■ Problem
Leave out any picture and return the remaining listing below exactly as given.

>> BEGIN

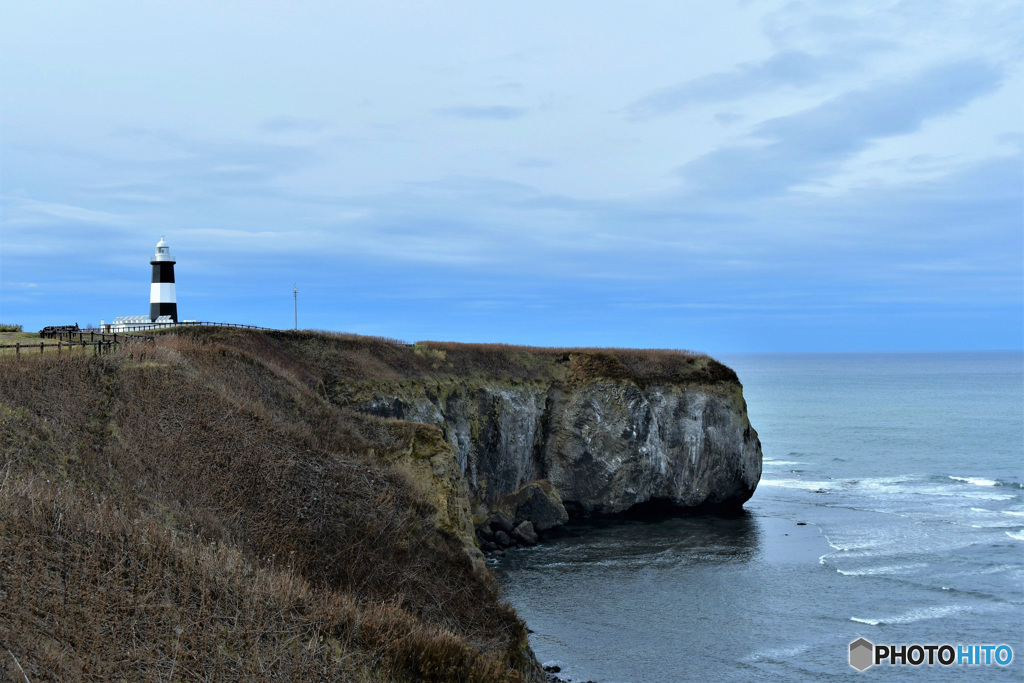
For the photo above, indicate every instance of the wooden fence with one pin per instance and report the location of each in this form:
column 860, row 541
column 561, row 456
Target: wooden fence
column 70, row 338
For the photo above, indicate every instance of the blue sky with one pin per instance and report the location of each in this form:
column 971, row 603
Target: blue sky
column 748, row 176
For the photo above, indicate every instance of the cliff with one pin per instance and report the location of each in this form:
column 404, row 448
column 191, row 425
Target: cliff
column 331, row 492
column 607, row 431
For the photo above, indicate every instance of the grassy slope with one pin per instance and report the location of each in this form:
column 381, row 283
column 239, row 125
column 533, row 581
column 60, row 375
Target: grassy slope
column 195, row 508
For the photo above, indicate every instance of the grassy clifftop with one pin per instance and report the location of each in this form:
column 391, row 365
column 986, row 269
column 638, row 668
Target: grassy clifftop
column 196, row 507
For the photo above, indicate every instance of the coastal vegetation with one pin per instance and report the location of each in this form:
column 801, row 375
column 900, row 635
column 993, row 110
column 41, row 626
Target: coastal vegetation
column 212, row 505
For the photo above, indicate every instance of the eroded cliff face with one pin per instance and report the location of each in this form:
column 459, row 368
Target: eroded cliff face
column 605, row 445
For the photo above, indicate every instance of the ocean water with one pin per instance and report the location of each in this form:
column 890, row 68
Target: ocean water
column 907, row 471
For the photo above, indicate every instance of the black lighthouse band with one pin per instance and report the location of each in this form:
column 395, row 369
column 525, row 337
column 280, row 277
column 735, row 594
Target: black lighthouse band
column 163, row 299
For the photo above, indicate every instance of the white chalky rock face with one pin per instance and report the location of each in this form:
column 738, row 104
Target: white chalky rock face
column 605, row 445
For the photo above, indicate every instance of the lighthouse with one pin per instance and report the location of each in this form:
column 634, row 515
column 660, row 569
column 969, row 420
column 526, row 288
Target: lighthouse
column 162, row 298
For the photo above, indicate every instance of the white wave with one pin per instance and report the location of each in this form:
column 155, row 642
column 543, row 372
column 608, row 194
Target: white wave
column 977, row 481
column 883, row 570
column 797, row 483
column 988, row 497
column 914, row 615
column 779, row 653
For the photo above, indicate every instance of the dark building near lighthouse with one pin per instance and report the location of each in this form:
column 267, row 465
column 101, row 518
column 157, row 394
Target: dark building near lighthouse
column 163, row 300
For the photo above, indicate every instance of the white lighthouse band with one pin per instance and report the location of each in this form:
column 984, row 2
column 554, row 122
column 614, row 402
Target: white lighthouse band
column 163, row 299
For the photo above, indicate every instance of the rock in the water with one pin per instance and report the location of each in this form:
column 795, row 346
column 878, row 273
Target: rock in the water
column 525, row 534
column 540, row 503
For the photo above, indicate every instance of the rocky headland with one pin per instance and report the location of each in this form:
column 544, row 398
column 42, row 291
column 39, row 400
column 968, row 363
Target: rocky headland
column 223, row 503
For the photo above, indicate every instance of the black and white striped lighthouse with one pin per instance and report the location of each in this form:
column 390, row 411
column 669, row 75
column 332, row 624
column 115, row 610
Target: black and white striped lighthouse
column 163, row 300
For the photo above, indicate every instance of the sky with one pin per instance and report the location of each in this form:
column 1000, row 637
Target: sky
column 817, row 175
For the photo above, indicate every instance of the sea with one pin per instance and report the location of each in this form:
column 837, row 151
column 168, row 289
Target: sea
column 890, row 508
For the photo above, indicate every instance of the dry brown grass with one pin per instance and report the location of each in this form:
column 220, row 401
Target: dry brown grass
column 193, row 508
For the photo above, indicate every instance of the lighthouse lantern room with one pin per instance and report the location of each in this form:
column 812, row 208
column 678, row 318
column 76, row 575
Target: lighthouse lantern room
column 163, row 301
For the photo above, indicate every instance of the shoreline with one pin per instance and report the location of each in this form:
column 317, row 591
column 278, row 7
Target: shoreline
column 772, row 539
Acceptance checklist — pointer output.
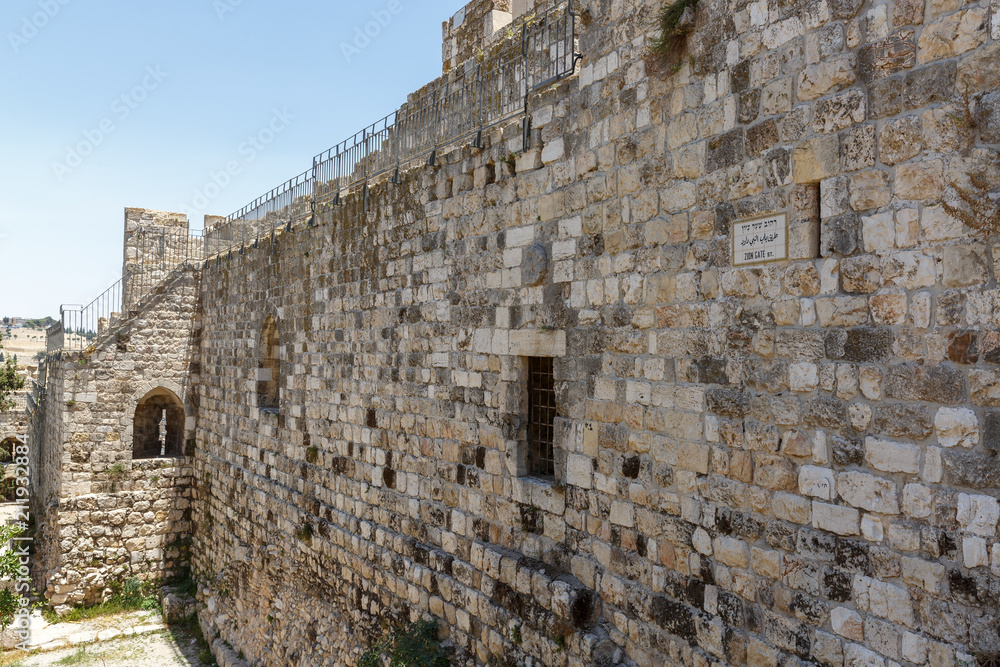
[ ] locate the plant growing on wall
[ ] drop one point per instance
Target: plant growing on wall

>> END

■ Correct response
For the photo above, indicate every instance of the wooden fence with one pin per instance and report the location of each in this form:
column 860, row 541
column 561, row 456
Target: wooden fence
column 70, row 338
For the photo above, indicate every instance of the blue sky with one pin per instance and report the location of each in this form:
column 971, row 603
Target: blue sky
column 748, row 176
For the photo above, indicate every instance of the cliff with one pin per instance and report the location of each in this form:
column 404, row 448
column 191, row 425
Target: cliff
column 331, row 492
column 607, row 431
For the photo above, indicate every instance of the grassy slope with one pin per instance and report the location of each in this form:
column 381, row 283
column 239, row 125
column 533, row 581
column 60, row 375
Target: grassy slope
column 195, row 508
For the photo above, indicate every instance of the grassy clifftop with one pin per instance and report the location of each in this form:
column 391, row 365
column 986, row 269
column 638, row 668
Target: grassy clifftop
column 196, row 507
For the photo above, indicate every instance of the coastal vegetation with one pin per instance and report the location of each in this form:
column 801, row 375
column 900, row 635
column 993, row 110
column 41, row 626
Target: coastal vegetation
column 212, row 505
For the photo above, indicate every instance of the eroded cliff face with one pin per instance and report the location of each in this form:
column 459, row 368
Target: eroded cliff face
column 605, row 445
For the photo above, indicate every instance of the ocean water with one pin per instance and report the location of each in this form:
column 890, row 68
Target: ocean water
column 907, row 471
For the photo above, indicate every instance of the black lighthouse band with one pin per instance and report the location of each in this form:
column 395, row 369
column 525, row 337
column 280, row 277
column 735, row 594
Target: black lighthouse band
column 163, row 299
For the photo above, indicate every instance of the white chalky rock face with one pin per instance and report the location of each in this form:
column 738, row 104
Target: white chalky rock face
column 605, row 445
For the photo above, indicate every instance of the lighthouse with one pin per instance and report the location of each in this form:
column 634, row 515
column 660, row 569
column 969, row 420
column 526, row 288
Target: lighthouse
column 162, row 298
For the photo above, indicate every instance of the white wave with one pin per instance and report the location of each in this form:
column 155, row 642
column 543, row 372
column 608, row 194
Target: white wave
column 977, row 481
column 883, row 570
column 797, row 483
column 988, row 497
column 914, row 615
column 779, row 653
For the photo above, indicate every instance of the dark building near lighthouse with one pin per instance and report the location of each in this form:
column 267, row 465
column 101, row 518
column 157, row 394
Target: dark building near lighthouse
column 163, row 300
For the photo above, indicate every instance of the white lighthouse band with one pin per instance and report the location of each in this form:
column 984, row 2
column 554, row 122
column 614, row 402
Target: white lighthouse band
column 163, row 299
For the photo above, indicate every instance of the rock in the water with one pin per instance and report the location of each in this form:
column 795, row 346
column 878, row 273
Target: rock in the water
column 525, row 534
column 540, row 503
For the photo above, indicate every instance of the rocky headland with one pin per instance and report the location of each in this form:
column 544, row 398
column 42, row 291
column 39, row 400
column 968, row 363
Target: rocky headland
column 223, row 503
For the photo above, indicate every instance of the black and white striped lighthouse with one pin per instance and report the location of each in this form:
column 390, row 411
column 669, row 75
column 332, row 624
column 115, row 610
Target: black and white striped lighthouse
column 163, row 300
For the photo above, indicate every instance of the sky with one pin per instance and report the location of each in this form:
column 1000, row 637
Target: sky
column 817, row 175
For the photo above, indicate every instance of the sea with one pin per instance and report the location of each in this form:
column 837, row 151
column 168, row 289
Target: sea
column 890, row 508
For the photo above, indicate every instance of the dry brown grass with one pin per instance and report the location of each in this form:
column 220, row 401
Target: dry brown grass
column 193, row 508
For the photo above, indicate every instance of the lighthouse lantern room with one pin per instance and report the location of each in this form:
column 812, row 208
column 678, row 318
column 76, row 575
Target: lighthouse lantern room
column 163, row 301
For the photo above, indicate every instance of the shoreline with one pin per instance and report the location of each in this form:
column 317, row 591
column 278, row 7
Target: shoreline
column 772, row 539
Acceptance checklist — pointer output.
[ ] locate the plant growing on wall
[ ] drop one point per instance
Target: plant growing on wall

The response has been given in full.